▶ _Extracted information_
— BEGIN —

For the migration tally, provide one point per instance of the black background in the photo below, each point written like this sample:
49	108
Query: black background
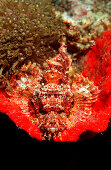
19	150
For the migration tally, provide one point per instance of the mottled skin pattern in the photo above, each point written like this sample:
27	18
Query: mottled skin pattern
54	99
47	98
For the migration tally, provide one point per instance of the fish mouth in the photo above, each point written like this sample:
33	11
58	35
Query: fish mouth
52	122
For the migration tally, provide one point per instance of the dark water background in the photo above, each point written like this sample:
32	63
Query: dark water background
19	150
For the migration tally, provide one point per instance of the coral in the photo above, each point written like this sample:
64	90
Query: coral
47	99
29	30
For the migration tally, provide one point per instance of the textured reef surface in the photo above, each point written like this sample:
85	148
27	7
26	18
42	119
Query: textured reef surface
55	66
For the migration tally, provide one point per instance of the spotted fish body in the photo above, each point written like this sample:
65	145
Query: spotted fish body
46	97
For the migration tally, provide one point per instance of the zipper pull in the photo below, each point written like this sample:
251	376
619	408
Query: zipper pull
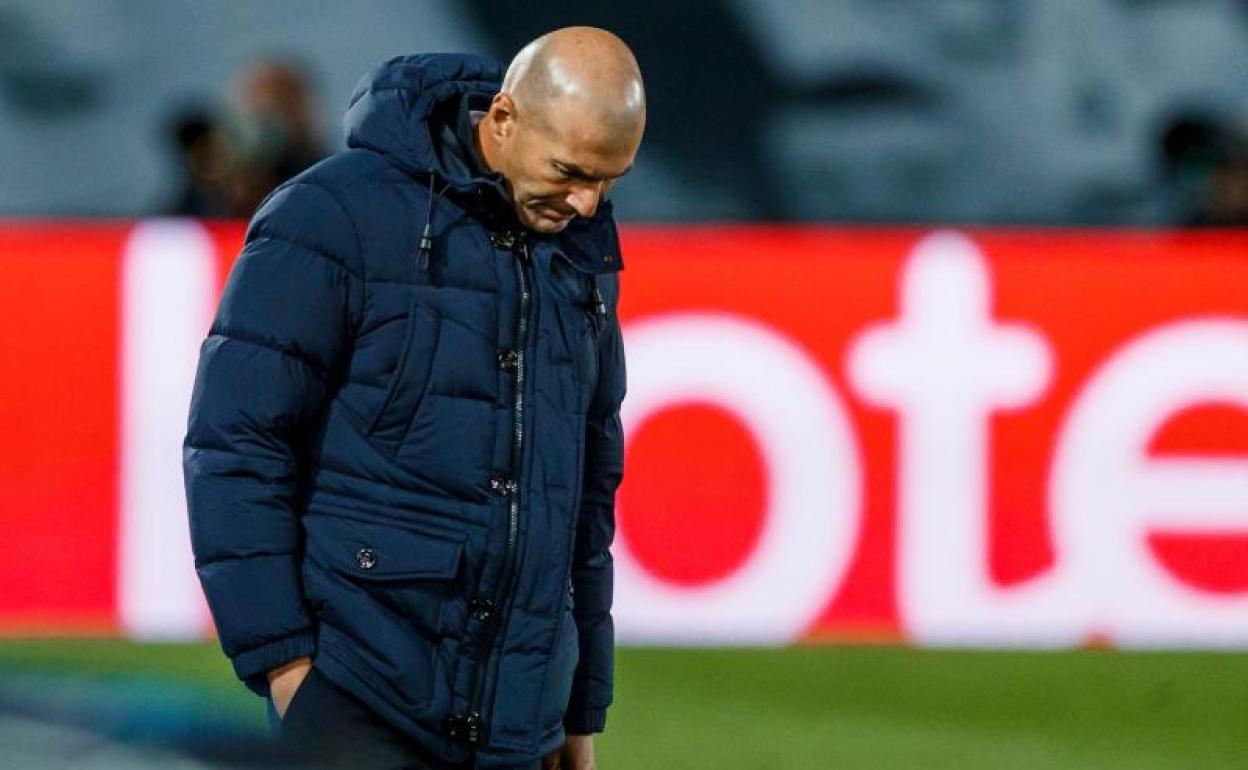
426	245
599	303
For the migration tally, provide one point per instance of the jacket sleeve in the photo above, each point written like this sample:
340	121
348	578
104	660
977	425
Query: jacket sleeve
265	373
592	570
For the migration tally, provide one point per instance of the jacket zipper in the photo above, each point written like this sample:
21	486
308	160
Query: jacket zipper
468	726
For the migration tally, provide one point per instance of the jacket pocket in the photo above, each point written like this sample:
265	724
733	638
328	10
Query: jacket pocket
393	595
409	381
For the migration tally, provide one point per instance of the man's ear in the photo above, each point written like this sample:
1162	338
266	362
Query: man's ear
502	116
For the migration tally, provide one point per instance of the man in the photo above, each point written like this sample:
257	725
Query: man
404	438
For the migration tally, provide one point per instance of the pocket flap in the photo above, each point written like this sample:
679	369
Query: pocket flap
382	552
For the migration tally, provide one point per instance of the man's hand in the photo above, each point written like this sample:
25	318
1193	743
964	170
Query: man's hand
285	679
575	754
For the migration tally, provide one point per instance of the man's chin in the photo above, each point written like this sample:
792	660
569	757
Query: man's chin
544	225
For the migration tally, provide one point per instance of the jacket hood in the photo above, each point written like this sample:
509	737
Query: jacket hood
391	106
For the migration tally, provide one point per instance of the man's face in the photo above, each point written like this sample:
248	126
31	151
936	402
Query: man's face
560	164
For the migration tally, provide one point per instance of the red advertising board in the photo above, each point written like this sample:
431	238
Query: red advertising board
984	437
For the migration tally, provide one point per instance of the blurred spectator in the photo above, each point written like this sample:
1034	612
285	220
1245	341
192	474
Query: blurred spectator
272	129
1204	160
204	164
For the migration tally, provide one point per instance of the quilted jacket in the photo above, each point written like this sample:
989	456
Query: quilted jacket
404	442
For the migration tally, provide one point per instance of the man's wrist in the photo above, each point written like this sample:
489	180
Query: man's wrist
290	665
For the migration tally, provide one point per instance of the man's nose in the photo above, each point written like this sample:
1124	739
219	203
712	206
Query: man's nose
584	199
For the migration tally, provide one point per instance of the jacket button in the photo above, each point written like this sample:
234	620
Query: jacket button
481	609
502	486
504	240
366	558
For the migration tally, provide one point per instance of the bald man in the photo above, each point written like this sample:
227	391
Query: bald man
404	439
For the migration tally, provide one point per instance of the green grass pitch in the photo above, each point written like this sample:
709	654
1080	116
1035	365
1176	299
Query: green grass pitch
825	706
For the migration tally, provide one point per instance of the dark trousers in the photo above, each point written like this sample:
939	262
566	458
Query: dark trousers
330	728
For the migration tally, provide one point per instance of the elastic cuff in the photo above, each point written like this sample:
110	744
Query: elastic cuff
253	665
583	721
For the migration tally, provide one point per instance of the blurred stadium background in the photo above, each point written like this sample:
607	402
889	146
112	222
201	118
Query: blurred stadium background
937	330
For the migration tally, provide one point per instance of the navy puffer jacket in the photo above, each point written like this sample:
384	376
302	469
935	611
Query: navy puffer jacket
403	451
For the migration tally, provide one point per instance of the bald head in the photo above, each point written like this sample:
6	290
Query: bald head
565	125
579	70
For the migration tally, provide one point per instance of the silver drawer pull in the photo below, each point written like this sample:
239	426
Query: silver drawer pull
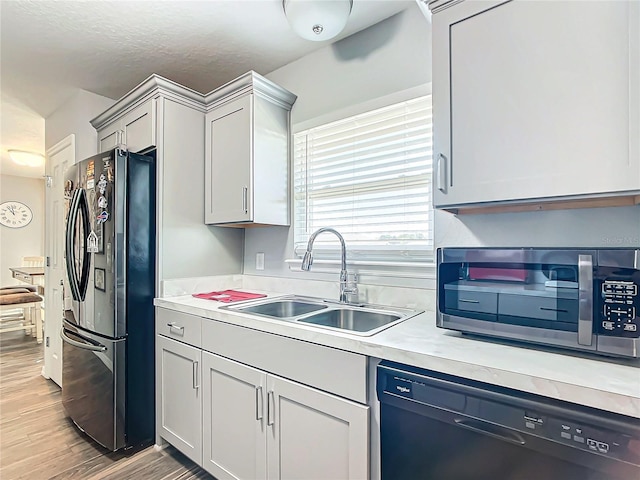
196	381
271	407
259	406
173	328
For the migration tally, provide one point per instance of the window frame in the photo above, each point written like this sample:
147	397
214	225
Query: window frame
414	261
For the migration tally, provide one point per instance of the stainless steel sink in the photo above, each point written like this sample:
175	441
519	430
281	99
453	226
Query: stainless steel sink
351	319
285	308
363	320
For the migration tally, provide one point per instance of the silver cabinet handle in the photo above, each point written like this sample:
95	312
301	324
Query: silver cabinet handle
271	407
441	173
259	405
585	299
245	199
196	382
174	328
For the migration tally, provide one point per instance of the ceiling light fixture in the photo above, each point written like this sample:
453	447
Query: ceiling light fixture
28	159
317	20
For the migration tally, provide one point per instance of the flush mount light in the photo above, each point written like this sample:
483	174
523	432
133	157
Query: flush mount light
317	20
27	159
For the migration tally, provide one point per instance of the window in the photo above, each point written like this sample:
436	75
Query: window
369	177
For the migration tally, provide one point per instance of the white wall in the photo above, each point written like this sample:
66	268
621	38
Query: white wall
74	117
391	56
27	241
586	227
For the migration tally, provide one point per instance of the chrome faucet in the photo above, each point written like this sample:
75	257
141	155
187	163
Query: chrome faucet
345	289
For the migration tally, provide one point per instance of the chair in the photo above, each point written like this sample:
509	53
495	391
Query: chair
33	261
21	310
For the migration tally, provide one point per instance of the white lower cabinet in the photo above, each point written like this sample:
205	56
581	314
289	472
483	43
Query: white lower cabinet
240	418
179	398
234	420
315	435
258	425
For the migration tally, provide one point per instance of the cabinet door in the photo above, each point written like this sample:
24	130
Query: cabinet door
109	136
139	127
228	165
178	400
535	100
234	419
315	435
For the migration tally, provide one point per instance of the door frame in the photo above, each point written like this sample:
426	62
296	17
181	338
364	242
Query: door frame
53	323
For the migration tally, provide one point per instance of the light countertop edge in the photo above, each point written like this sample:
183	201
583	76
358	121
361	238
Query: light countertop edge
603	383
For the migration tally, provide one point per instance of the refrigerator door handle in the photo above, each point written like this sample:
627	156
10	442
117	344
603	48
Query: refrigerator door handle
91	345
70	257
83	204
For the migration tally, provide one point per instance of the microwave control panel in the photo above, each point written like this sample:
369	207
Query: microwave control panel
620	308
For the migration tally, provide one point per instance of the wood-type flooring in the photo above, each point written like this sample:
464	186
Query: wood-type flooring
37	440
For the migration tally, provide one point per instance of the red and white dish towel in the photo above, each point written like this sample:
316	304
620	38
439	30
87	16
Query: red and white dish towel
228	296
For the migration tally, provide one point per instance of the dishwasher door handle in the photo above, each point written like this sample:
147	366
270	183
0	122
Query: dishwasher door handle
491	430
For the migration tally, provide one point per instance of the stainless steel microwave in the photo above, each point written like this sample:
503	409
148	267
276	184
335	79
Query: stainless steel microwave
575	298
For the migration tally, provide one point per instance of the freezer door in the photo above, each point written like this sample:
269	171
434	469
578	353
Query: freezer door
93	385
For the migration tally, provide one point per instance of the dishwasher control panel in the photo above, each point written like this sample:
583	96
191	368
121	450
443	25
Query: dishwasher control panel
594	439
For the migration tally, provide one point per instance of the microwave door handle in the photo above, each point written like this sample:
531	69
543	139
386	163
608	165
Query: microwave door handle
585	299
86	255
70	247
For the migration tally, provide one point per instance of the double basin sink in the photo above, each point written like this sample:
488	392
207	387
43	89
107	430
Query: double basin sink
356	319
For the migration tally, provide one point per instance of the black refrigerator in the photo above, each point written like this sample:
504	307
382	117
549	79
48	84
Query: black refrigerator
108	324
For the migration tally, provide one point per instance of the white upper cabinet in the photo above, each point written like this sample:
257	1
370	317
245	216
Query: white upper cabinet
535	100
247	153
136	129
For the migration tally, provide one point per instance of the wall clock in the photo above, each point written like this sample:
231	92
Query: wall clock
15	214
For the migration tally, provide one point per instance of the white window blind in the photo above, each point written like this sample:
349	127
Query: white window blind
369	177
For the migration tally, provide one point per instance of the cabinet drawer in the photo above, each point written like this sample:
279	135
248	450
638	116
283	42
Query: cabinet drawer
179	326
542	308
470	301
329	369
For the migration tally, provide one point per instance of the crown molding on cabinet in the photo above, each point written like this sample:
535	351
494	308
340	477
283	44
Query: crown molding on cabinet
154	84
537	205
254	83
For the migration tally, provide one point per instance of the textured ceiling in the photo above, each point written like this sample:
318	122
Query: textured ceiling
51	48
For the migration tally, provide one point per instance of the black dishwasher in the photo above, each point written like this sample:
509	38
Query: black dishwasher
440	427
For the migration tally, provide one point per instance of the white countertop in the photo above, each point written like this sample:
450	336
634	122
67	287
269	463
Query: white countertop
607	384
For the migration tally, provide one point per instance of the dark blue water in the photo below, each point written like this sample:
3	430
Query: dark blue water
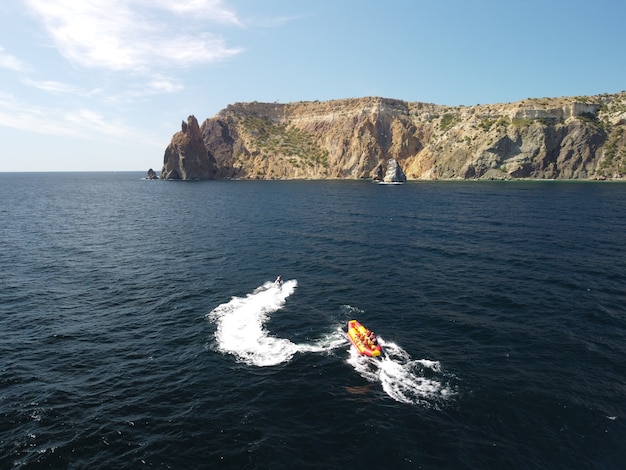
139	326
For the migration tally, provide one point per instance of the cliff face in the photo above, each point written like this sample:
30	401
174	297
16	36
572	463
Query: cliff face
559	138
186	157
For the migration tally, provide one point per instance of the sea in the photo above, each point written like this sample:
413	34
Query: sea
140	325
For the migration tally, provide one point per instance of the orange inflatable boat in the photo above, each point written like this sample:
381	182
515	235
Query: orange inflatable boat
363	339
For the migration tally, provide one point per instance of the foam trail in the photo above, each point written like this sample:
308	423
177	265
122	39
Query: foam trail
403	379
240	326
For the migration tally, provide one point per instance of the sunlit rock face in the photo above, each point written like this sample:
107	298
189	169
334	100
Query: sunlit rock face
548	138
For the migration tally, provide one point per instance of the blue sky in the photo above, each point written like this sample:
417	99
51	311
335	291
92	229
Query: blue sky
93	85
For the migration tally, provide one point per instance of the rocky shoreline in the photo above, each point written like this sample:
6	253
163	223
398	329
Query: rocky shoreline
571	138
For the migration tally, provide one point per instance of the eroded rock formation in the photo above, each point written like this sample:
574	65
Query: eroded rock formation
560	138
186	157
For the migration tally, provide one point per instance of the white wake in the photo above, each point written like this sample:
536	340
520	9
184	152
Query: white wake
241	328
415	382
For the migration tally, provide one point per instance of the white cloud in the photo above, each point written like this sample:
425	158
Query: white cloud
135	35
7	61
206	9
58	87
82	123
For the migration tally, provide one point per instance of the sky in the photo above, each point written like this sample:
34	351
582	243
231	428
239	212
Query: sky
95	85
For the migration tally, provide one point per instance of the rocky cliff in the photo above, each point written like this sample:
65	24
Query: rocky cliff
548	138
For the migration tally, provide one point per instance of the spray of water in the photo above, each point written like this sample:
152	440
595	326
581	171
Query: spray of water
241	332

— END —

Quote, without alteration, the final stretch of the entries: the line with "of the orange" onward to the last line.

▶ _Finished answer_
For the migration tally, provide one point per instance of the orange inflatable boat in the photo above, each point written like this sample:
381	182
515	235
Query: orange inflatable boat
363	339
For the migration tally, provide one point per instance of the foam trail in the photo above, each point written like this sample:
308	423
177	265
122	39
Query: foam trail
403	379
240	326
For the migration tally, provide one point per instance of the sunlit rock face in the photo above, each point written like this sample:
107	298
189	169
334	100
Query: sunlit rock face
548	138
For the migration tally, provide one point per instance of the blue sky in the photo above, each point written like this sample:
417	99
51	311
335	291
92	229
Query: blue sky
93	85
For the migration tally, provide one point per instance of the rocky shoreline in the photo above, each point written like this sample:
6	253
163	223
398	329
Query: rocky shoreline
571	138
For the migration tally, provide one point per instance of the eroded rock formation in the photo above, each point written like this sample:
574	65
Query: eroded rock formation
560	138
186	157
For the migration tally, provide one point per instance of the white wake in the photo above, each point written like this sample:
536	340
520	9
184	152
Query: white wake
241	328
415	382
For the migration tally, provide one point per instance of the white cloud in the photo above, each point written like this sample:
425	158
Query: white cloud
135	35
7	61
206	9
58	87
82	123
For the migration tally, provide one point per instance of the sky in the photo above, each point written like this sample:
34	351
582	243
231	428
239	212
Query: sky
95	85
For the migration tally, provide one point per instance of the rocky cliff in the photo above, each point written like this sample:
65	24
Query: rocky cliff
548	138
For the migration tally, provide one point per instance of the spray of water in the photo above, each point written like this sample:
152	440
595	326
581	171
Query: spray of water
241	332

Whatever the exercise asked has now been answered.